Yapılacak İş = Aşağıda Şişli'deki Yahudi topluluğunu anlatan metni, son cümlesinden sonrasını yazarak sürdürün.

Tabii ki var. Şişli’yi evim gibi seviyorum. Nerede olursam olayım, Şişli beni kendine çekiyor. Şişli’de sinagogumuz var. Bayramlarımız ve cumartesi dualarımız bizi bir arada tutuyor. Ama maalesef Şişli’de Yahudi nüfusu azaldı. Eskiden Şişli’de daha bir aradaydık. Şimdi çok dağıldık.

Onlarca çocuğunuz var, ama yine de, eşinizle müşterek bir çocuğunuzun olmaması sizi hiç etkiledi mi?

Veri Kümesinden Alıntılar =
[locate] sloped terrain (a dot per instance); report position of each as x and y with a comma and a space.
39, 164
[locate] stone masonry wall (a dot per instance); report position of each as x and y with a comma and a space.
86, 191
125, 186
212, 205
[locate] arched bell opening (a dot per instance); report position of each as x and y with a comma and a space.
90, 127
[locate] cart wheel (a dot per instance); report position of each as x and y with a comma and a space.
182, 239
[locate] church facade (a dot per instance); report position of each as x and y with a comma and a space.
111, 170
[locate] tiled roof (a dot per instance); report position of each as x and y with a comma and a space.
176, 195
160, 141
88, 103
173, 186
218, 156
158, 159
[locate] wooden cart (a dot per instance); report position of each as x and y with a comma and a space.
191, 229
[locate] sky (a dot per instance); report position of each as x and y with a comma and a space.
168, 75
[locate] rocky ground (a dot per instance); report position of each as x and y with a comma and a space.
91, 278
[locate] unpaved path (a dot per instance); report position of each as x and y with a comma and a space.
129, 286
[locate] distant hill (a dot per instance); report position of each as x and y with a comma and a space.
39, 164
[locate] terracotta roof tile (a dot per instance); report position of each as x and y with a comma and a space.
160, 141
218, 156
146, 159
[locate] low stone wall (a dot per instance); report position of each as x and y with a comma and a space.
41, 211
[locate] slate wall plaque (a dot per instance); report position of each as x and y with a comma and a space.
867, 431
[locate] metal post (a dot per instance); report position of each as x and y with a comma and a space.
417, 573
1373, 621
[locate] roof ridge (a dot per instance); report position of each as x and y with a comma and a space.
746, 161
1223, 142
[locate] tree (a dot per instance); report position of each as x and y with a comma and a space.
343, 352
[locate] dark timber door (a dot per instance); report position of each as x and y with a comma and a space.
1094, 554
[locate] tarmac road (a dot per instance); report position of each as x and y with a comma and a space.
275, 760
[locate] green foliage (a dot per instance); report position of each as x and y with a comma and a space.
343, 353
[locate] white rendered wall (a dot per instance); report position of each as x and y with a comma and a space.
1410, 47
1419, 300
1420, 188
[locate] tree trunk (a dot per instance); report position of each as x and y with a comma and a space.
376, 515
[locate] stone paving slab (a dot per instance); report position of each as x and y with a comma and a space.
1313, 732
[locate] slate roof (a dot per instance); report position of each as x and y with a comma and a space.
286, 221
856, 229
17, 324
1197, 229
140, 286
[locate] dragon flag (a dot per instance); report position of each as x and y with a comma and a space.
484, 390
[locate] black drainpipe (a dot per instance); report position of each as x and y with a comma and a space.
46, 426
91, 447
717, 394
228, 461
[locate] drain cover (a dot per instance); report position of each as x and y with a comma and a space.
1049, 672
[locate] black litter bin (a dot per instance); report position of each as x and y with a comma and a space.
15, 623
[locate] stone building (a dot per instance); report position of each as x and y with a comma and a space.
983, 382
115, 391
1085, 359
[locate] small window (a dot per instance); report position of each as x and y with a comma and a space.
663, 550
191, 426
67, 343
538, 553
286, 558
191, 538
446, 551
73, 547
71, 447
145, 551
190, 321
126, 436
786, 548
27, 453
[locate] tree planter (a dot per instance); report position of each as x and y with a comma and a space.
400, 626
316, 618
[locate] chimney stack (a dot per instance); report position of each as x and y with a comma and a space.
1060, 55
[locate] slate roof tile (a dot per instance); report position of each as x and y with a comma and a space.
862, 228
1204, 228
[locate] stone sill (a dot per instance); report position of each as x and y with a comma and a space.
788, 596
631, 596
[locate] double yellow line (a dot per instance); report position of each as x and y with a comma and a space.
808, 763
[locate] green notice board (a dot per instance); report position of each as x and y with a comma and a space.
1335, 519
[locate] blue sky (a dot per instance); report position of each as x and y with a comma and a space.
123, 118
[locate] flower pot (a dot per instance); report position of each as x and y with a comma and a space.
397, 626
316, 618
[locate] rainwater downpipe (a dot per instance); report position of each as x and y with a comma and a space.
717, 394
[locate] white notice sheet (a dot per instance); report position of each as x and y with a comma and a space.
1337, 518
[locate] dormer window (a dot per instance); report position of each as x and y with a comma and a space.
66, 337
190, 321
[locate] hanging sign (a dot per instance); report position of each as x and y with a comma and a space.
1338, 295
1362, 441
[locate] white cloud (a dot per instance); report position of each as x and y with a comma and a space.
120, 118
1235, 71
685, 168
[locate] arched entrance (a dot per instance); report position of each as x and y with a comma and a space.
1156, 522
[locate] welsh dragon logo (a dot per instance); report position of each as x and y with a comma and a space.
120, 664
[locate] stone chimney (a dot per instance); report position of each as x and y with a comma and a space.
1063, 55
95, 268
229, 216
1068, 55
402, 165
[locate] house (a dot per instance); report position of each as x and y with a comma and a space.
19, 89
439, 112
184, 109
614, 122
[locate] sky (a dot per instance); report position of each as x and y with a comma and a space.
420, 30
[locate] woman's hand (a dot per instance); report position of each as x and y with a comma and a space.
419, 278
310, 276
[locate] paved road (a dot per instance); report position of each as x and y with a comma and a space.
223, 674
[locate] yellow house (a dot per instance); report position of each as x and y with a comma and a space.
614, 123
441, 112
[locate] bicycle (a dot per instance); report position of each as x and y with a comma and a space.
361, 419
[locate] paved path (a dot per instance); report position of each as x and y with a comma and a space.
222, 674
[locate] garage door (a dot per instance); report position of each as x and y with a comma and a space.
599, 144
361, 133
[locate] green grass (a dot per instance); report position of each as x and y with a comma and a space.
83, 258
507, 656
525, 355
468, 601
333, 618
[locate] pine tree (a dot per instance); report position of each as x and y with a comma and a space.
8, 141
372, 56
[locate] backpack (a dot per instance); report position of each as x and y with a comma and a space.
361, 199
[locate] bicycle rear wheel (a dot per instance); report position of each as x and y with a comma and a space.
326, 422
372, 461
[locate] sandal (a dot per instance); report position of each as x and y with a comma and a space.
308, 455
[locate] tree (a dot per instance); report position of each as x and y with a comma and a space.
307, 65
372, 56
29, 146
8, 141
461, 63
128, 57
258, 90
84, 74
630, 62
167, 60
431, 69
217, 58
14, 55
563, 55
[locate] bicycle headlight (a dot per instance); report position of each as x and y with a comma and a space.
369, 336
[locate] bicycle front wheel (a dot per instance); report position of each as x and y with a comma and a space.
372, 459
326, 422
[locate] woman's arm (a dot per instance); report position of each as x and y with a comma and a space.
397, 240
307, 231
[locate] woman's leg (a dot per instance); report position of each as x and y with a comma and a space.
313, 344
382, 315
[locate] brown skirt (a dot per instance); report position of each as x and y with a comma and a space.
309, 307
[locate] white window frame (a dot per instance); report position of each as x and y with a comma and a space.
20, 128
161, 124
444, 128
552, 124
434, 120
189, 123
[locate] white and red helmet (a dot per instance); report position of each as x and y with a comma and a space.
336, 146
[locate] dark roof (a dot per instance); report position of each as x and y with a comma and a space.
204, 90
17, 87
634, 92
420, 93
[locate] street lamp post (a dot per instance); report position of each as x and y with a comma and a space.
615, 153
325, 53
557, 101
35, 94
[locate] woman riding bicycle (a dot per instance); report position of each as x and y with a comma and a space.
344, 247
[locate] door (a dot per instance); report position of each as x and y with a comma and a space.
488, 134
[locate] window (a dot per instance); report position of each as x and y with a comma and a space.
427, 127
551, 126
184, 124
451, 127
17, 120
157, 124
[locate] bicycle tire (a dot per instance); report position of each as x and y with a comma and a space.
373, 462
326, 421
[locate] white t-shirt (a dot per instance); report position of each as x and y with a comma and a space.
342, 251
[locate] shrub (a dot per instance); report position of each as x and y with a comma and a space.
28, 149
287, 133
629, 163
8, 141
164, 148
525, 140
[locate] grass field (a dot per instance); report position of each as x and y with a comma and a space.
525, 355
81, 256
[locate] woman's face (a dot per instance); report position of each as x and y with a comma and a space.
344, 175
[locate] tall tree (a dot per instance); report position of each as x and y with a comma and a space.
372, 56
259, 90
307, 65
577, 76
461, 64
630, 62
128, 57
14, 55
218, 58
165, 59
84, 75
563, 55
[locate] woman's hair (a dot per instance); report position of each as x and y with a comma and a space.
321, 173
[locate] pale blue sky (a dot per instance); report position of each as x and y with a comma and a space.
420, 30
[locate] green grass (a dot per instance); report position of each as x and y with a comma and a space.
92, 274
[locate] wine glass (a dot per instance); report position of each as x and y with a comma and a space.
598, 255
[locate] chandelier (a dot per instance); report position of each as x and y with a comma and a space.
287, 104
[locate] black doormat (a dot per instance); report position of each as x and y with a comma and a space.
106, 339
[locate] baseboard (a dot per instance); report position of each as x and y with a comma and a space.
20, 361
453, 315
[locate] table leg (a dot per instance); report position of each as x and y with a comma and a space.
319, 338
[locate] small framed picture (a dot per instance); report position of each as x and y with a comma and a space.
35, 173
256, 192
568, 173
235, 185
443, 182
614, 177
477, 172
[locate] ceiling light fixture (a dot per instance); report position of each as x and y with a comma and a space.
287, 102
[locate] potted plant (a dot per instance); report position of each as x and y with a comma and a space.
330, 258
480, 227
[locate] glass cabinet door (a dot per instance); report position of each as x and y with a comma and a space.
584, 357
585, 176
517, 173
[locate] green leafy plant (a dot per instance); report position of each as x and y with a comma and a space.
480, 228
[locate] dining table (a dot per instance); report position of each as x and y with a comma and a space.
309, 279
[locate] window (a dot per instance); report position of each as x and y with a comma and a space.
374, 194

Görev Çıktısı =
Hayır etkilemedi. Sevgiyi öğrencilerimde, eşimde buldum. Tedavi olmak, tüp bebek sahibi olmak istemedim. Vaktimi çok güzel değerlendirdim. Yıllar çabuk geçti. Bazen düşünürüm, sakat veya kötü bir çocuğum da olabilirdi…

Bugün artık emekli sayılırsınız. Emekliliğinizi nasıl yaşıyorsunuz diye sorsam…

Her yeni güne ümit ile bakarım. O günümü programlarım ve evden çıkarım. Toplumumuz emeklilere, yaşlılara, hastalara çok iyi bakıyor, onlarla ilgileniyor. Golden Age, Genç Emekliler, Alef gibi birçok derneğimiz var.

Sabah uyandığım zaman, her şeyden önce, sahip olduğum her şeye şükrederim. Sonra, bugünü nasıl değerlendirebilirim diye düşünürüm: okumak, yürümek, film seyretmek, arkadaş aramak, çevreme yardımcı olmak. Hangi taşıt aracını bulursam binerim: metro, otobüs, taksi…

Herkese tavsiye ediyorum; evde durmayın, sokağa çıkın. Çevremizde güzel parklar, sinemalar, kafeler var. Arkadaşlarınızı ayarlayın, gününüzü değerlendirin.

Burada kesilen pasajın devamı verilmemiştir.